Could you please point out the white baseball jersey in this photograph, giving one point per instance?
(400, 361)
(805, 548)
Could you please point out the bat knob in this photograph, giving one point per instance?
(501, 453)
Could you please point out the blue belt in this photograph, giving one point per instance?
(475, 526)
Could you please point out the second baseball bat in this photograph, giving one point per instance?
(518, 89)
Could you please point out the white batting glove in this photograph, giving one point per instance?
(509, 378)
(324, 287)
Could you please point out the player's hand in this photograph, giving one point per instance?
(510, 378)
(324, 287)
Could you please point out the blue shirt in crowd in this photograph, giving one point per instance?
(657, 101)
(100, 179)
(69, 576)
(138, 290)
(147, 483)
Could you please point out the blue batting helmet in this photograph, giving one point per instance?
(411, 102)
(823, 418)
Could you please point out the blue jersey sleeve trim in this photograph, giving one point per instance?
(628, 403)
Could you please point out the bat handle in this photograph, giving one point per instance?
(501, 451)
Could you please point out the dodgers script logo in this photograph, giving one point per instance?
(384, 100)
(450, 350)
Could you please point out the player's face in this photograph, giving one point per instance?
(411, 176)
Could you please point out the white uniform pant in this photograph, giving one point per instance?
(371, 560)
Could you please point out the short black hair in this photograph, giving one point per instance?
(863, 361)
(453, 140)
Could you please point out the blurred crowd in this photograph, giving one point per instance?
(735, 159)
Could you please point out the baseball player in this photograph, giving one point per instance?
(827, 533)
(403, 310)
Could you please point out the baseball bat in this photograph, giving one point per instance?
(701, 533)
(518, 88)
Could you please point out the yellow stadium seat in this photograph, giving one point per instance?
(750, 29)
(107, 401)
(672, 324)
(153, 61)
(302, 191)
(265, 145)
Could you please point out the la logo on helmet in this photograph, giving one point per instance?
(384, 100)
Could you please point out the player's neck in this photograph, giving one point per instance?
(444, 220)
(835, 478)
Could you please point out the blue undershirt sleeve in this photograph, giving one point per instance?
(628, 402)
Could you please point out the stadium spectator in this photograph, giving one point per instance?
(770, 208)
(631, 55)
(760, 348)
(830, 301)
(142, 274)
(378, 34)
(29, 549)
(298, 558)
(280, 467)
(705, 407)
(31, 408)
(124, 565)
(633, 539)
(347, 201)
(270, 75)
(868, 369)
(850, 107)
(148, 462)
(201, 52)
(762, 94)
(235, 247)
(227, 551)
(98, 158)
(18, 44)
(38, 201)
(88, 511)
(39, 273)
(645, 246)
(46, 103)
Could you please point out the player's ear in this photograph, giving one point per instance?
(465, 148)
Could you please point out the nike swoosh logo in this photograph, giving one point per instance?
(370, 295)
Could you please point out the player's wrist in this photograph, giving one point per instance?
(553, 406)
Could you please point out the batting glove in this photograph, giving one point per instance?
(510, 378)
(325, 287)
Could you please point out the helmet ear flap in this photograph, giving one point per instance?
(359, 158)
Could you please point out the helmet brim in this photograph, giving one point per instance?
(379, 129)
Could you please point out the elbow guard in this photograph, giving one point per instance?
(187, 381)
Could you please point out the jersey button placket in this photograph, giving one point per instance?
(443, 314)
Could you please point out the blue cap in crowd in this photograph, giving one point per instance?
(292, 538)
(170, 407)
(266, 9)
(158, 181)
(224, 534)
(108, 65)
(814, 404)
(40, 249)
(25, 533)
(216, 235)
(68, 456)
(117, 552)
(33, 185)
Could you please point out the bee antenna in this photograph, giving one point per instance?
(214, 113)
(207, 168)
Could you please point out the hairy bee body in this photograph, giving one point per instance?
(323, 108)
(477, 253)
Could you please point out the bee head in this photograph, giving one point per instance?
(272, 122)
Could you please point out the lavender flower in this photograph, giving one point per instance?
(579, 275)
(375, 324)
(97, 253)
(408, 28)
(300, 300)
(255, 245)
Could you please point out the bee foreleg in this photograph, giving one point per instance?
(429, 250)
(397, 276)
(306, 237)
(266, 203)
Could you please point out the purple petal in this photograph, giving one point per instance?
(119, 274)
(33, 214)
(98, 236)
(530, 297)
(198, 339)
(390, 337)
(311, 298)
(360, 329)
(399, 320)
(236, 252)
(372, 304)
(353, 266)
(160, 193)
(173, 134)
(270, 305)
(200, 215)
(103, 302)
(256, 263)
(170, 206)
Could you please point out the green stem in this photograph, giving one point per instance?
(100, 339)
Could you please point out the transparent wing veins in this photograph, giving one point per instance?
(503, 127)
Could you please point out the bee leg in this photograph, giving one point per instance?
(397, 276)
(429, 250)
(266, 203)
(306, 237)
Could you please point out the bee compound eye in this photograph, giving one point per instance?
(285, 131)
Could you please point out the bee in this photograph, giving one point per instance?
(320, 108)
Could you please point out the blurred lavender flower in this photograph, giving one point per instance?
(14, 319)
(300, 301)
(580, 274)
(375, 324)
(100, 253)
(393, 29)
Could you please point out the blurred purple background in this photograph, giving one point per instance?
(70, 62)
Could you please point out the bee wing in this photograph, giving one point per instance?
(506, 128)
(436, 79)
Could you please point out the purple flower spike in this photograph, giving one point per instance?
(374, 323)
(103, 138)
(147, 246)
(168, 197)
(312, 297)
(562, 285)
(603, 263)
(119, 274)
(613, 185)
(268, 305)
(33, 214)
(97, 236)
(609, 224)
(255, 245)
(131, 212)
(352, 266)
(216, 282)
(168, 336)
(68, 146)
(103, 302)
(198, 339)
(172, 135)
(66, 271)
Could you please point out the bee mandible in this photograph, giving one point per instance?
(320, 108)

- - - - -

Exactly reproduce all of the entries above.

- _Answer to the exercise_
Could you please point out the white baseball jersey in this photograph, giving one point per instance?
(400, 361)
(805, 548)
Could you please point out the bat knob in this photograph, giving one point per instance?
(501, 453)
Could you please point out the blue belt in this photograph, giving one point per instance?
(475, 526)
Could you please point out the second baseball bat in this photograph, giving one point per instance?
(518, 89)
Could you please point out the white batting glove in this photograph, giving one point per instance?
(509, 378)
(324, 287)
Could you please point out the player's hand in this photograph, giving one point per instance?
(510, 378)
(324, 287)
Could you please point out the blue shirt in crowd in this photograph, giving one point per instance?
(657, 101)
(100, 179)
(69, 576)
(138, 290)
(147, 483)
Could you please point out the blue batting helmet in this photograph, giving one point per instance?
(411, 102)
(823, 418)
Could you please point out the blue jersey sleeve trim in this photograph, giving one point per instance?
(628, 403)
Could you please point out the bat handle in this photograph, giving one point per instance?
(501, 451)
Could you please point out the dodgers script logo in this photograph, giving one point per instance?
(384, 100)
(450, 350)
Could you please point out the player's face in this photograph, giving one point per instance?
(411, 176)
Could you please point out the white uniform pant in this photograph, giving one point per instance?
(371, 560)
Could you please point out the short black hair in this photograph, giving one point per instance?
(863, 361)
(453, 140)
Could you please point out the blurred crowd in this photograph, giving one point per instance?
(735, 159)
Could you please point out the baseball player in this photograph, giving one point per instance?
(827, 533)
(403, 310)
Could you please point out the baseball bat in this photograph, giving one point per instance?
(701, 533)
(518, 88)
Could you please point out the yellow stadium seat in this photograph, giving one point per instance?
(750, 29)
(107, 401)
(672, 324)
(153, 61)
(302, 191)
(265, 145)
Could you please point out the la logo on helmet in this photograph, giving one point per instance?
(384, 100)
Could you please point out the player's neck in this photograph, giving one point per instance?
(444, 220)
(835, 478)
Could you please point out the blue undershirt sleeve in this photograph, giving one point per instance?
(628, 402)
Could you please point out the stadium spectator in this photograph, giving one point per instance?
(770, 208)
(631, 55)
(760, 348)
(830, 301)
(142, 274)
(378, 34)
(29, 549)
(298, 558)
(280, 467)
(705, 407)
(31, 408)
(124, 565)
(633, 539)
(347, 201)
(270, 75)
(868, 369)
(850, 107)
(148, 462)
(201, 52)
(762, 94)
(235, 247)
(227, 551)
(98, 158)
(18, 44)
(38, 201)
(88, 511)
(39, 273)
(645, 246)
(46, 103)
Could you please point out the player's ear in this photograph, giving one point per instance?
(465, 148)
Could you please point out the nike swoosh logo in this photograph, giving one point per instance?
(370, 295)
Could you please point out the player's wrist in this photograph, giving one point per instance?
(553, 406)
Could you please point out the batting glove in this photograph, giving one point per instance?
(510, 378)
(325, 287)
Could you please point out the helmet ear flap in this photograph, giving one point per instance?
(359, 158)
Could you please point out the helmet brim in this photograph, giving one point per instance?
(379, 129)
Could you please point out the elbow guard in this photograph, giving one point per instance?
(187, 381)
Could you please point out the jersey button placket in this photograph, giving one point per instance?
(443, 314)
Could you please point out the blue cap in crowd in this photograph, giving one point per instance?
(292, 538)
(170, 407)
(266, 9)
(158, 181)
(224, 534)
(108, 65)
(814, 404)
(40, 249)
(25, 533)
(216, 235)
(68, 456)
(117, 552)
(33, 185)
Could you please point out the bee antenna in this photograph, giving one point per instance?
(214, 113)
(207, 168)
Could you please point out the hairy bee body in this photograph, giving one point per instance?
(323, 108)
(477, 253)
Could you please point out the bee head in this photograph, giving one point per instance?
(272, 122)
Could you please point out the lavender flower in this photograph, giving one point per instance?
(579, 275)
(375, 324)
(97, 253)
(408, 28)
(300, 300)
(255, 245)
Could you please point out the bee foreleg in this photograph, giving one point per instance?
(429, 250)
(397, 276)
(306, 237)
(266, 203)
Could you please point out the purple petal in this photograph, giving one point per instance?
(119, 274)
(33, 214)
(98, 236)
(530, 297)
(198, 339)
(390, 337)
(311, 298)
(360, 329)
(399, 320)
(236, 252)
(372, 304)
(353, 266)
(160, 193)
(173, 134)
(270, 305)
(200, 215)
(103, 302)
(256, 263)
(170, 206)
Could you please point out the green stem in this photograph, giving one point per instance?
(100, 339)
Could you please point out the transparent wing veins in this photograph, giving one point per instance?
(503, 127)
Could you please point out the bee leg in this photograph, giving one point per instance?
(397, 276)
(429, 250)
(266, 203)
(306, 237)
Could you please point out the bee compound eye in this photograph, giving one point per instance?
(285, 131)
Could you please point out the bee in this photograph, giving one point per instance?
(320, 108)
Could you please point out the blurred lavender flower in this photograph, giving one point per instance?
(14, 319)
(300, 301)
(580, 274)
(375, 324)
(100, 253)
(393, 29)
Could you please point out the blurred purple background in this photograph, giving one point per instance?
(70, 62)
Could you please point out the bee wing in this photograph, giving one point per instance?
(506, 128)
(436, 79)
Could you please point out the purple flower spike in this photograph, giving one point per instance?
(374, 323)
(103, 138)
(147, 246)
(168, 197)
(312, 297)
(562, 285)
(603, 263)
(119, 274)
(613, 185)
(268, 305)
(33, 214)
(97, 236)
(609, 224)
(255, 245)
(131, 212)
(352, 266)
(216, 282)
(168, 336)
(68, 146)
(103, 302)
(198, 339)
(172, 135)
(66, 271)
Could you please point out the bee mandible in this photograph, giving one point per instance?
(320, 108)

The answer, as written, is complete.